• [WORK REQUEST]:
Set down every line below, word for word.

========================================================================

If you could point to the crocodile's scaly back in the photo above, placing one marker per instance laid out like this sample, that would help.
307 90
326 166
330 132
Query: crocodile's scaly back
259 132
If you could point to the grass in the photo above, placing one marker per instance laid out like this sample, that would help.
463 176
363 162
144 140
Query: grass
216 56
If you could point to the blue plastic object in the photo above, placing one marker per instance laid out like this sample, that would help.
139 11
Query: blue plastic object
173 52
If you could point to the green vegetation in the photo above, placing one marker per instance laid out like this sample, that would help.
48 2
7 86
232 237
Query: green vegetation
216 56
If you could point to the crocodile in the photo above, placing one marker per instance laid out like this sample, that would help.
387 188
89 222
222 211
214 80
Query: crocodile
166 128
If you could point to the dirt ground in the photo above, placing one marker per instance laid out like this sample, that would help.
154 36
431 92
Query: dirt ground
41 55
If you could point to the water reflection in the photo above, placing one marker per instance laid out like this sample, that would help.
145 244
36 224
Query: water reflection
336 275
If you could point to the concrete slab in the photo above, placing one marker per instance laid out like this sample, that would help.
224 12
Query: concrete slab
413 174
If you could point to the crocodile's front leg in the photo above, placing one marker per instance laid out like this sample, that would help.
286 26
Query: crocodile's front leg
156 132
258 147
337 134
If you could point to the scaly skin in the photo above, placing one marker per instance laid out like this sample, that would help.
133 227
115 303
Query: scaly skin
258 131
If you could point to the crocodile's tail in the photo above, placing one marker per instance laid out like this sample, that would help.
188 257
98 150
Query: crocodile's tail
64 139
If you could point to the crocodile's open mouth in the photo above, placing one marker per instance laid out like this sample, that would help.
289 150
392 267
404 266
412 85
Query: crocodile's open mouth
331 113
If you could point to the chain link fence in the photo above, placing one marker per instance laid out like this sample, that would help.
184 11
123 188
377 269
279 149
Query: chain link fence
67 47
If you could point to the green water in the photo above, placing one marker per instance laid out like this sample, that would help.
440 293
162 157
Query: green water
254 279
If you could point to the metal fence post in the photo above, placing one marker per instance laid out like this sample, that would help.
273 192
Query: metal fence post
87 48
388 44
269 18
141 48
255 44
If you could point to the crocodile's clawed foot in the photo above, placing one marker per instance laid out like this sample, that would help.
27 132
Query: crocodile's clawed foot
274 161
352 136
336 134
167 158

========================================================================

• [TASK SOLUTION]:
If you could point to the crocodile's scaly back in the photo above, placing one marker per instance laid out like this sample, that would help.
307 90
326 166
330 132
Query: crocodile's scaly back
259 132
If you could point to the grass in the photo above, placing one marker per instance laid out like this sample, that would help.
463 176
363 162
144 140
Query: grass
216 56
If you could point to the blue plastic object in the photo above, placing one marker per instance laid out like this sample, that would help.
139 11
Query: blue plastic object
173 52
If you could point to the green vegetation in the photo above, placing one marker per instance laid out like this sample, that would help.
48 2
7 86
232 237
Query: green vegetation
216 56
If you could point to the crocodile in the photo above, placing one marker per instance laid out like this sample, that would help.
387 188
89 222
222 211
214 80
Query: crocodile
166 128
If you could point to the dirt ground in the photo above, placing one marker per instance laid out like this sample, that would help.
154 36
431 92
Query: dirt ground
41 55
If you could point to the water reflection in the photo above, placing one marker per instance laid out like this sample, that would help.
145 244
36 224
Query: water reflection
336 275
If you could point to the concrete slab in the photo above, placing one marker per instance laid out like this sample, that would help.
224 12
Query: concrete slab
413 174
If you could point to the crocodile's front leg in the photo above, placing one marker per instance laid out like this sample, that would help.
286 26
Query: crocodile's front leg
156 132
258 147
337 134
If you could point to the scaly skin in the photo above, placing one marker per instance laid out like this sample, that would help.
133 227
115 303
Query: scaly skin
258 131
If you could point to the crocodile's tail in the photo above, placing one marker per instance laid out like this sample, that would help.
188 257
98 150
Query: crocodile's tail
64 139
If you could point to the crocodile's open mouth in the photo above, placing one marker per instance laid out like this sample, that would help.
289 150
392 267
404 266
412 85
Query: crocodile's open mouth
331 113
If you could point to the chain link fence in the photo above, placing one marker per instance laid out like this sample, that would help.
184 11
123 188
377 269
279 149
Query: chain link fence
67 47
If you could point to the green water in the photo above, placing one marker per instance laid out like this sample, that would help.
440 293
162 157
Query: green water
254 279
If you could point to the metal fence post in the photo above, placing one marker per instance laid out like this sample, that would help.
273 192
Query: metal fence post
87 48
388 44
269 18
141 48
255 44
If you could point to the crocodile's clawed foot in the photo above, placing one marker per instance laid out like this sample, that would help.
27 132
Query: crocodile's clawed foot
274 161
352 136
336 134
167 158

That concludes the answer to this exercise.